The Dollar Hits an 18 High Against the Euro25.11.2021by Jesus Guzman
The year 2020 and the first part of 2021 saw a strong Euro being fuelled by a weakening USD. However, the currency pair has been declining over the past 18 months by 8.40% and has lost nearly all previous longer-term gains. The EUR/USD is the most traded currency pair globally and holds both first and second place amongst the largest currency reserves.
So, the question remains as to why the pair has come under so much strain and will it continue in the longer term?
The Dollar Hits New Highs
The price movement of the asset is not only related to the Euro’s devaluation but equally influenced by the Dollar which has seen strong bullish movements. The currency has been supported by three main factors;
- Monetary Policy
The three elements are known to be strongly correlated with each other and can trigger reactions. Inflation has been the latest element to support the price of the pair. The inflation was confirmed on the 10th of November as 6.2%. It should be noted that inflation has now reached more than double the Federal Reserve’s original prediction and the highest in more than 30 years. The cause of the inflation is mainly energy cost which increased by 30%.
As inflation increases, there is a higher level of pressure on the Federal Open Market Committee to react by altering the monetary policy to keep the inflation level in check. In turn, a more hawkish monetary policy can increase the demand for the currency. Currently, the Central Regulator has confirmed they will gradually lower the Quantitative Easing Program which lowers the supply within the market. However, chances of interest rate increases remain low for this year as the Federal Reserve advises that inflation is likely to stabilise in 2022.
Even though the monetary policy has supported the Dollar so far, there is still the danger of the Regulator taking a dovish stance. So far, the regulator has not taken strong hawkish actions and has taken a sit back and wait for stance. The Federal Reserve still predict inflation to decline next year, but where does this leave the monetary policy and will this negatively affect the US Dollar?
In addition to the Inflation rate and monetary policy, the US Dollar has also been influenced by the employment figures which continue to improve. The Unemployment Rate declined for a fourth consecutive month to 4.8% from 5.2%. In addition to this number of newly employed individuals increased by over 531,000 within a single month.
The NFP figure is known to be one of the most volatile events throughout each month. Volatility means the price movement both increases and decreases at speed; beginner traders should keep this in mind when trading trends. But the three elements; Inflation, Employment and Monetary Policy, have contributed to the US Dollar’s longer-term bullish trend.
The European Crisis
Investors are cautious about investing in a currency that is not backed by a stable economy and political system. Within the many European States, this is largely deteriorating, specifically in Austria and Netherlands. Both the public and large freedom parties have strongly reacted and taken part in demonstrations, increasing fears of political instability. So, what is the issue?
Currently, the number of Covid-19 cases have risen in Europe which brings many individual states at a high risk of economic restrictions or possibly even lockdowns. The European economies have struggled to recover from the first lengthy lockdown in 2020 and have never fully removed restrictions. This has resulted in a slow recovery which can be seen when you compare figures with other regions such as the UK and US. The issue now is how long will the individual countries remain in lockdown and whether further countries will follow.
As part of the trader’s analysis, sentiment is always evaluated. One of the issues now with the Euro is that the sentiment is extremely low due to the number of restrictions and lockdowns. In addition to this, the market is also focused on the European Central Bank which has taken a far more dovish stance than other western regulators.
The price movement over the past 24 hours continues to move in accordance with the Elliot Wave Theories. The price continues to break lower with smaller corrective waves resulting in lower price lows and price highs. When looking at the US Dollar and Euro Index individually we can see the price action is being seen across the market. Currently, the main concern for traders is whether the price movement will reverse or if the 18-month high is oversold in the short term.
Disclaimer: This article is not investment advice or an investment recommendation and should not be considered as such. The information above is not an invitation to trade and it does not guarantee or predict future performance. The investor is solely responsible for the risk of their decisions. The analysis and commentary presented do not include any consideration of your personal investment objectives, financial circumstances or needs.

### DATASET EXTRACT
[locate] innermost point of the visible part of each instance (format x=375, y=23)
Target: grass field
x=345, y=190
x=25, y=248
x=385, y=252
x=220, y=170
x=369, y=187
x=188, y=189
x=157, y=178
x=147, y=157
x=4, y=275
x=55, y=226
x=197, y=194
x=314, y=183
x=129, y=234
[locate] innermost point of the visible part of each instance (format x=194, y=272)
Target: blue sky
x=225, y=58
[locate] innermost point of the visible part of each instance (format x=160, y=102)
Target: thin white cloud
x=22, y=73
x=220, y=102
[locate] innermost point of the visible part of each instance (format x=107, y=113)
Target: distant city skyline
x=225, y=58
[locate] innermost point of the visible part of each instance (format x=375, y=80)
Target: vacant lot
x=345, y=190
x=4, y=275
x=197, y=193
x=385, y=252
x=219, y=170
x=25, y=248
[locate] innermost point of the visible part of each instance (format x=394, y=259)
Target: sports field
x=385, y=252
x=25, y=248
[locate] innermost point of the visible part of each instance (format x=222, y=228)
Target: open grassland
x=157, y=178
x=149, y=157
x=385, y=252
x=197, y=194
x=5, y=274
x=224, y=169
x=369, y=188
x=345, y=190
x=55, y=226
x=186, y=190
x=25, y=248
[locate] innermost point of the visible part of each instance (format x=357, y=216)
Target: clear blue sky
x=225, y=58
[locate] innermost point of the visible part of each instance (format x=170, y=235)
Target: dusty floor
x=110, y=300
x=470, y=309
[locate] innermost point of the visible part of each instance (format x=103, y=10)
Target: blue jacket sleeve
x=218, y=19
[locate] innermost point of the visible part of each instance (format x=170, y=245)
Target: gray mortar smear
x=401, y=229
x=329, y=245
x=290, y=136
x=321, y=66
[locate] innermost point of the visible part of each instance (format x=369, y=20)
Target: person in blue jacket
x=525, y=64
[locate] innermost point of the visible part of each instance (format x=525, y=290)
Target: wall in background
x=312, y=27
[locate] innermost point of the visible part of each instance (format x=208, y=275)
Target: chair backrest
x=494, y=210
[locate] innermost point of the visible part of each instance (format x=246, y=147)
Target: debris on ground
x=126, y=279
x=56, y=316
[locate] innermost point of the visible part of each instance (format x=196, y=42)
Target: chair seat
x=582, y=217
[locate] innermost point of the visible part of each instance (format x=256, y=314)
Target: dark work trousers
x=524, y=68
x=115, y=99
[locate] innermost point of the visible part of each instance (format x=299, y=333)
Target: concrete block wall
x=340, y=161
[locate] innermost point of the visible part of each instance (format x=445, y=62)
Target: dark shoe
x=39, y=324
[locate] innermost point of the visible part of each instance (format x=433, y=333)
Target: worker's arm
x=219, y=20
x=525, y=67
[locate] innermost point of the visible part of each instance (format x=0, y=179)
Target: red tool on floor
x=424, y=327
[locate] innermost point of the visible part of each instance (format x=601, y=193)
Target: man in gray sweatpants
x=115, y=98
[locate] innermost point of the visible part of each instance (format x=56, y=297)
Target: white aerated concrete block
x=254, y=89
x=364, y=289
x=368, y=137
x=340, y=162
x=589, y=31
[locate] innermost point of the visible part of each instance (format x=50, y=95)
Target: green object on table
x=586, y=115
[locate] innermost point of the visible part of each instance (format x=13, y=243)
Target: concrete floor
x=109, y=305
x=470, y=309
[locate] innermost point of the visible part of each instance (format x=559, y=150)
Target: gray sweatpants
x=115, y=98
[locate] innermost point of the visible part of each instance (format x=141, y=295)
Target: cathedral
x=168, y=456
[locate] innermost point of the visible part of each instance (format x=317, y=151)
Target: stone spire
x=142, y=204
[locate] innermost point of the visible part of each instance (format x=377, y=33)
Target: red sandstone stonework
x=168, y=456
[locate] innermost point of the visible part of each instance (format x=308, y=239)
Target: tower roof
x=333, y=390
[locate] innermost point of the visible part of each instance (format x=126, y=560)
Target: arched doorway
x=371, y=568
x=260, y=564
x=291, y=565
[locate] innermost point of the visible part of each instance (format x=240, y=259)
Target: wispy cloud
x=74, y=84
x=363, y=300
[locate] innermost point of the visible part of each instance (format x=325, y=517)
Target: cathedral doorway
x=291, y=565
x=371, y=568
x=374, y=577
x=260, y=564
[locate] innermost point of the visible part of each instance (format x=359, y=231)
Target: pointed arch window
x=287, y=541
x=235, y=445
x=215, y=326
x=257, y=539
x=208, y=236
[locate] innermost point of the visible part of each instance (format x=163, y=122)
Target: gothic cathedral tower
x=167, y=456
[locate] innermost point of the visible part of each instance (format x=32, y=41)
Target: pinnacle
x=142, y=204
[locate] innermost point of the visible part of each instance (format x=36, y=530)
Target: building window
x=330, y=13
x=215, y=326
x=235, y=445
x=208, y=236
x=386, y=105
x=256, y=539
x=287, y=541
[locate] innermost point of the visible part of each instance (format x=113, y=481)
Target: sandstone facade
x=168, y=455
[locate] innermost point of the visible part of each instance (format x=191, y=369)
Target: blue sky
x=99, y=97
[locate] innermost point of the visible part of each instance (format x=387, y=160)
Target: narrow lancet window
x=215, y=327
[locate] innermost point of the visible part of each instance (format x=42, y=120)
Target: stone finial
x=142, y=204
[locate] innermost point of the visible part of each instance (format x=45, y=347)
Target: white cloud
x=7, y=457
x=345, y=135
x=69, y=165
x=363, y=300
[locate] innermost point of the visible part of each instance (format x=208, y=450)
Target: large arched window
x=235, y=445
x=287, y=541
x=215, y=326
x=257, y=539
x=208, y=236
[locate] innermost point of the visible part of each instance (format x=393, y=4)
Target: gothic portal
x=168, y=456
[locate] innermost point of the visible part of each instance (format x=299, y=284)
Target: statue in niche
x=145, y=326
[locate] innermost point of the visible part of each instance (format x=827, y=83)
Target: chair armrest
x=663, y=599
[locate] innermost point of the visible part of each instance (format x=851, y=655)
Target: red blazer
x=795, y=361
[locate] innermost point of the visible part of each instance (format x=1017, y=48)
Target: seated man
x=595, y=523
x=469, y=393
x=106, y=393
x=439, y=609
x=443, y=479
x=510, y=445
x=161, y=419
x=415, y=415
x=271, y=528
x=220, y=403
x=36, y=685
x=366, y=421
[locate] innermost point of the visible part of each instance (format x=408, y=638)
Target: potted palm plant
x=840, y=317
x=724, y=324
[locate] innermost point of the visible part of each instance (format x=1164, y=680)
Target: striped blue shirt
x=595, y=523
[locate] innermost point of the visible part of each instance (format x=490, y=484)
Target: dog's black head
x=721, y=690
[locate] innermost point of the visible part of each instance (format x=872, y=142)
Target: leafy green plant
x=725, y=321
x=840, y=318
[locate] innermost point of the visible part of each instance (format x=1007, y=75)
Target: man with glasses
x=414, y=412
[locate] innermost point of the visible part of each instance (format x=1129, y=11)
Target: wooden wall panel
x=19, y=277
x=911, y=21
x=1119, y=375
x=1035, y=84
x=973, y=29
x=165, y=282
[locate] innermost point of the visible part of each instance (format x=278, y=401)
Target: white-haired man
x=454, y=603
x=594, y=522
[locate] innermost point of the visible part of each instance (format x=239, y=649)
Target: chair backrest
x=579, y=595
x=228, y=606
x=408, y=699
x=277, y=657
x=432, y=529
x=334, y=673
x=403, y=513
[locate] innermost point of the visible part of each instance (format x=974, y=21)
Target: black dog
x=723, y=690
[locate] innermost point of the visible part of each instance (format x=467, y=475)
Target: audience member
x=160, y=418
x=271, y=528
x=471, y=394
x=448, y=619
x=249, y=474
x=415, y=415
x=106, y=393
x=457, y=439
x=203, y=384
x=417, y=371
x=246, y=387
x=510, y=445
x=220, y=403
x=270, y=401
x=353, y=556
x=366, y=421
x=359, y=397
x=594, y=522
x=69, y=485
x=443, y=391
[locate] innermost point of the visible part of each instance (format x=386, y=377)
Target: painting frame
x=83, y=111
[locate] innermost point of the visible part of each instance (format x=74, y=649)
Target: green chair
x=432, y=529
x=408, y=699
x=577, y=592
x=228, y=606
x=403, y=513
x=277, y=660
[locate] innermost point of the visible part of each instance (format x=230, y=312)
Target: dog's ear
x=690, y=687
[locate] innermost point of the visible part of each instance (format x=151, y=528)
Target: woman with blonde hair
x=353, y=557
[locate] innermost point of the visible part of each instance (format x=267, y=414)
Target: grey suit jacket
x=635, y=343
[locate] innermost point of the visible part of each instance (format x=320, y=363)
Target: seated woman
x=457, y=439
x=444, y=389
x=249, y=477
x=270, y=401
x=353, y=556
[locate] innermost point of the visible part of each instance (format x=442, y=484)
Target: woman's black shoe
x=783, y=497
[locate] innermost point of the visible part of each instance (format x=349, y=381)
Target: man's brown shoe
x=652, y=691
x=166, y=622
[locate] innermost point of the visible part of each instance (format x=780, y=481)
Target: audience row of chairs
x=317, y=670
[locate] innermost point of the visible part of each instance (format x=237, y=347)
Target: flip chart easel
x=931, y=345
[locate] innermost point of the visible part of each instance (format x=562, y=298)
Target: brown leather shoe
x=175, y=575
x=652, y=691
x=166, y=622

### PROBLEM TO SOLVE
In the article on the Dollar and the Euro, rewrite the passage from "As part of the" to "other western regulators.", changing "dovish" to "accommodative".

### RESPONSE TO THIS EXERCISE
As part of the trader’s analysis, sentiment is always evaluated. One of the issues now with the Euro is that the sentiment is extremely low due to the number of restrictions and lockdowns. In addition to this, the market is also focused on the European Central Bank which has taken a far more accommodative stance than other western regulators.